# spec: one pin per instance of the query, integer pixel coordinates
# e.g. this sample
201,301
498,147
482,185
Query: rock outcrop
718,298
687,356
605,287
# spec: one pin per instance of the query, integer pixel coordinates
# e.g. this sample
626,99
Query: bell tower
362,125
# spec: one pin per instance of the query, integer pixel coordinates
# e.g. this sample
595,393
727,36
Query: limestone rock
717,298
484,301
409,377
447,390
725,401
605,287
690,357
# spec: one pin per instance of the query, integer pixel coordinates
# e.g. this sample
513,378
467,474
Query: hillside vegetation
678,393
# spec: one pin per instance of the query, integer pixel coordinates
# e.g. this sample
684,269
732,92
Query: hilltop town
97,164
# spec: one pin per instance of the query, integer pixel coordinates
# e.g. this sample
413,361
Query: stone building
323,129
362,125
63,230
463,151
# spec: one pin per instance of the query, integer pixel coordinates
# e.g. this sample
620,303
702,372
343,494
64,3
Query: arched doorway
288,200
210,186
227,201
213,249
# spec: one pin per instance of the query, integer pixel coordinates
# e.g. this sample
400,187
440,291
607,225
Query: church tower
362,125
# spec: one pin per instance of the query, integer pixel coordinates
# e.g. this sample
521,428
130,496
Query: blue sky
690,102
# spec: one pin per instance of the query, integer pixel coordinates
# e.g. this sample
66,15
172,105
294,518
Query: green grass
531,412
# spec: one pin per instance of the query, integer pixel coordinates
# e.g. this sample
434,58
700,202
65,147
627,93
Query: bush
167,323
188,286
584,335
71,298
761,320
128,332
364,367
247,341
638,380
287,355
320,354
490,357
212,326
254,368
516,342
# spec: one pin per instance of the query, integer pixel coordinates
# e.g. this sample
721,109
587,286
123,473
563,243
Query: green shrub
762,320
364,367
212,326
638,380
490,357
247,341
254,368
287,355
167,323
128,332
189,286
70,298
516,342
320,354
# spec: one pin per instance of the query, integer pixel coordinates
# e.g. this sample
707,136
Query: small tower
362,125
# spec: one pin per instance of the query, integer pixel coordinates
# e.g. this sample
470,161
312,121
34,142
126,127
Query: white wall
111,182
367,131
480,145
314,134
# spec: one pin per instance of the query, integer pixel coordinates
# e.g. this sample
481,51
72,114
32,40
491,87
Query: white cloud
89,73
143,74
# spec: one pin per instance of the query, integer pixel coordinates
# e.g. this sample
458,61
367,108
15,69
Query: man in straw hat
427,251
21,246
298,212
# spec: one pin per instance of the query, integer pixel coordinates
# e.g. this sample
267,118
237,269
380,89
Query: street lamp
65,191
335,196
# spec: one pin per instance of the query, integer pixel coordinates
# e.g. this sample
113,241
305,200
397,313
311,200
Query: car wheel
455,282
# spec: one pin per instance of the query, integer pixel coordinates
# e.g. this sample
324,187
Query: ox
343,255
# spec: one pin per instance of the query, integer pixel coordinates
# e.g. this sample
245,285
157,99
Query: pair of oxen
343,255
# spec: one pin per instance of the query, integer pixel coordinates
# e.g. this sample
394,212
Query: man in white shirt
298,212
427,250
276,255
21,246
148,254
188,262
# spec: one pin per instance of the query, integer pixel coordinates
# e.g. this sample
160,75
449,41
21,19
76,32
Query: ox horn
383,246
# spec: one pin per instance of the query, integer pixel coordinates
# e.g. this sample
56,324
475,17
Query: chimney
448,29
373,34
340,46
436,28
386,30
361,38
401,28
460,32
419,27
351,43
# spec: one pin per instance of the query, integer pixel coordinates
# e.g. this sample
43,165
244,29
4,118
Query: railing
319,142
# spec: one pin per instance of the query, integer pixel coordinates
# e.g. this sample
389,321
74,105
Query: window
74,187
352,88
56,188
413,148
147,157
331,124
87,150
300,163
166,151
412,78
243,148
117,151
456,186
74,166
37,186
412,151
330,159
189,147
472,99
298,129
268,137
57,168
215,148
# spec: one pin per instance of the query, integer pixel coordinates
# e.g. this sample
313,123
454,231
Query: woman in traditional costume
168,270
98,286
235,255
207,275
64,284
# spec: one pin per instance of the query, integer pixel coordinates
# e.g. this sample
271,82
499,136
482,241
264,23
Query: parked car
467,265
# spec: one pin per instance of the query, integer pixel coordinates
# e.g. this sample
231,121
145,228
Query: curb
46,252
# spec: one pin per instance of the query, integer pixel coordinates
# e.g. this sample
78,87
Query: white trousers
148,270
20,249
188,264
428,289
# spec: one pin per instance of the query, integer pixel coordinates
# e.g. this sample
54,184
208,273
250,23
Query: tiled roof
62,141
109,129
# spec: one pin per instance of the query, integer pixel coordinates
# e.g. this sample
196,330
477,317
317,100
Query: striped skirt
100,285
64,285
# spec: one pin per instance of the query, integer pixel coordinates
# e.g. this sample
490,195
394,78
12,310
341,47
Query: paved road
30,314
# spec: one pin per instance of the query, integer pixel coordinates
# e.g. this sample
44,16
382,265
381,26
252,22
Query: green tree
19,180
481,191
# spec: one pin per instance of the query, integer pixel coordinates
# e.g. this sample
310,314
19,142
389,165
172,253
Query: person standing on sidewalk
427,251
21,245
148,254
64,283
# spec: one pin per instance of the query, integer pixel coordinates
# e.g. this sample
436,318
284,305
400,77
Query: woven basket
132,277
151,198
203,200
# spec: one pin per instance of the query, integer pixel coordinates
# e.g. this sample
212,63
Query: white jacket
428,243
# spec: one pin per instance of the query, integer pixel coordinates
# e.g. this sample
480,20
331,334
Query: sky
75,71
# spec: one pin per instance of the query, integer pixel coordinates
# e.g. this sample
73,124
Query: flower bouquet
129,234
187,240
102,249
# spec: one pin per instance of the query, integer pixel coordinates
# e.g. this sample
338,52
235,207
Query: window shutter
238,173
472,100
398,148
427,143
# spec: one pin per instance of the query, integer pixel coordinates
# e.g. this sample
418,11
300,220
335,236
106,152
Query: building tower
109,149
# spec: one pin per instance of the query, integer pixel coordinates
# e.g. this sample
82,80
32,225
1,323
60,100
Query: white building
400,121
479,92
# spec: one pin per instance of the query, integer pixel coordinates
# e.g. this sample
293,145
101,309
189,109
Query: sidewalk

=== ASSIGNED TASK ===
Take each record above and return it verbatim.

=== RESPONSE TO THE TASK ===
# spec: one pin per instance of the query, integer pixel coordinates
# e.g. this sample
201,301
498,147
482,185
Query: rock outcrop
718,298
687,356
605,287
# spec: one pin per instance of the query, integer pixel coordinates
# e.g. this sample
626,99
Query: bell tower
362,125
# spec: one pin per instance of the query, integer pixel coordinates
# e.g. this sample
595,393
727,36
Query: limestone rock
717,298
484,301
409,377
447,390
725,401
605,287
690,357
# spec: one pin per instance of the query, integer pixel coordinates
# e.g. this sample
513,378
467,474
Query: hillside vegetation
678,393
# spec: one pin per instance of the query, integer pixel coordinates
# e.g. this sample
684,269
732,92
Query: hilltop town
97,164
# spec: one pin per instance of the query, integer pixel coordinates
# e.g. this sample
413,361
Query: stone building
323,129
362,125
63,230
463,151
# spec: one pin per instance of the query, integer pixel coordinates
# e.g. this sample
620,303
702,372
343,494
64,3
Query: arched doorway
288,200
210,186
227,201
213,249
# spec: one pin per instance of the query, integer pixel coordinates
# e.g. this sample
400,187
440,291
607,225
Query: church tower
362,125
# spec: one pin per instance of the query, integer pixel coordinates
# e.g. this sample
521,428
130,496
Query: blue sky
690,102
# spec: one pin per instance of the query, integer pixel coordinates
# e.g. this sample
66,15
172,105
294,518
Query: green grass
531,412
# spec: one pin per instance of the query, integer pixel coordinates
# e.g. this sample
434,58
700,202
65,147
627,93
Query: bush
167,323
188,286
584,335
71,298
761,320
128,332
364,367
247,341
638,380
287,355
320,354
490,357
212,326
254,368
516,342
# spec: one pin per instance of the query, integer pixel coordinates
# e.g. this sample
721,109
587,286
123,473
563,243
Query: green shrub
762,320
364,367
212,326
638,380
490,357
247,341
254,368
287,355
167,323
128,332
189,286
70,298
516,342
320,354
# spec: one pin per instance of the query, integer pixel coordinates
# e.g. this sample
707,136
Query: small tower
362,125
# spec: one pin per instance of the query, integer pixel coordinates
# e.g. this sample
470,161
312,121
34,142
126,127
Query: white wall
111,182
367,131
480,145
314,134
# spec: one pin per instance of the query, integer pixel coordinates
# e.g. this sample
481,51
72,114
32,40
491,87
Query: white cloud
89,73
143,74
# spec: one pin per instance of the query, integer pixel coordinates
# e.g. this sample
458,61
367,108
15,69
Query: man in straw hat
427,251
21,246
298,212
# spec: one pin per instance of the query, integer pixel coordinates
# e.g. this sample
267,118
237,269
380,89
Query: street lamp
65,191
335,196
# spec: one pin per instance of the query, integer pixel coordinates
# e.g. this sample
113,241
305,200
397,313
311,200
Query: car wheel
455,282
# spec: one pin per instance of the query, integer pixel coordinates
# e.g. this sample
324,187
Query: ox
343,255
# spec: one pin per instance of the query, integer pixel coordinates
# e.g. this sample
245,285
157,99
Query: pair of oxen
343,255
# spec: one pin per instance of the query, integer pixel coordinates
# e.g. this sample
394,212
Query: man in white shirt
298,212
427,250
276,255
21,246
148,254
188,262
# spec: one pin per instance of the query, integer pixel coordinates
# e.g. this sample
160,75
449,41
21,19
76,32
Query: ox horn
383,246
# spec: one pin per instance of the query, integer pixel coordinates
# e.g. this sample
56,324
475,17
Query: chimney
448,29
373,34
340,46
436,28
386,30
361,38
401,28
460,32
419,27
351,43
# spec: one pin per instance of the query, integer pixel coordinates
# e.g. this sample
43,165
244,29
4,118
Query: railing
319,142
# spec: one pin per instance of the query, integer pixel coordinates
# e.g. this sample
389,321
74,105
Query: window
74,187
352,88
56,188
413,148
147,157
331,124
87,150
300,163
166,151
412,78
243,148
117,151
456,186
74,166
37,186
412,151
330,159
189,147
472,99
298,129
268,137
57,168
215,148
# spec: one pin per instance of the query, integer pixel coordinates
# e.g. this sample
313,123
454,231
Query: woman in traditional costume
168,270
98,286
235,255
207,275
64,284
# spec: one pin per instance of the query, integer pixel coordinates
# e.g. this sample
271,82
499,136
482,241
264,23
Query: parked car
467,265
# spec: one pin per instance of the query, integer pixel coordinates
# e.g. this sample
231,121
145,228
Query: curb
46,252
# spec: one pin per instance of the query, integer pixel coordinates
# e.g. this sample
78,87
Query: white trousers
148,270
20,249
188,264
428,289
# spec: one pin per instance of the query, integer pixel coordinates
# e.g. this sample
54,184
208,273
250,23
Query: tiled roof
62,141
109,129
# spec: one pin per instance of the query, integer pixel coordinates
# e.g. this sample
196,330
477,317
317,100
Query: striped skirt
100,285
64,285
# spec: one pin per instance of the query, integer pixel coordinates
# e.g. this sample
490,195
394,78
12,310
341,47
Query: paved road
30,314
# spec: one pin per instance of the query, integer pixel coordinates
# e.g. this sample
44,16
382,265
381,26
252,22
Query: green tree
19,180
481,191
# spec: one pin per instance of the query, integer pixel coordinates
# e.g. this sample
310,314
19,142
389,165
172,253
Query: person standing on sidewalk
427,251
21,245
148,254
64,283
# spec: one pin per instance of the query, integer pixel coordinates
# e.g. this sample
436,318
284,305
400,77
Query: woven basket
132,277
151,198
203,200
# spec: one pin per instance of the query, integer pixel coordinates
# e.g. this sample
212,63
Query: white jacket
428,243
# spec: one pin per instance of the query, integer pixel coordinates
# e.g. this sample
480,20
331,334
Query: sky
75,71
# spec: one pin per instance of the query, integer pixel coordinates
# e.g. this sample
73,124
Query: flower bouquet
129,234
187,240
102,249
# spec: one pin per instance of the query, integer pixel coordinates
# e.g. this sample
338,52
235,207
Query: window shutter
238,173
472,100
398,148
427,143
# spec: one pin per instance of the query, integer pixel coordinates
# e.g. this sample
418,11
300,220
335,236
106,152
Query: building tower
109,149
# spec: one pin per instance of the query, integer pixel coordinates
# e.g. this sample
82,80
32,225
1,323
60,100
Query: white building
400,121
479,92
# spec: one pin per instance of the query, integer pixel coordinates
# e.g. this sample
293,145
101,309
189,109
Query: sidewalk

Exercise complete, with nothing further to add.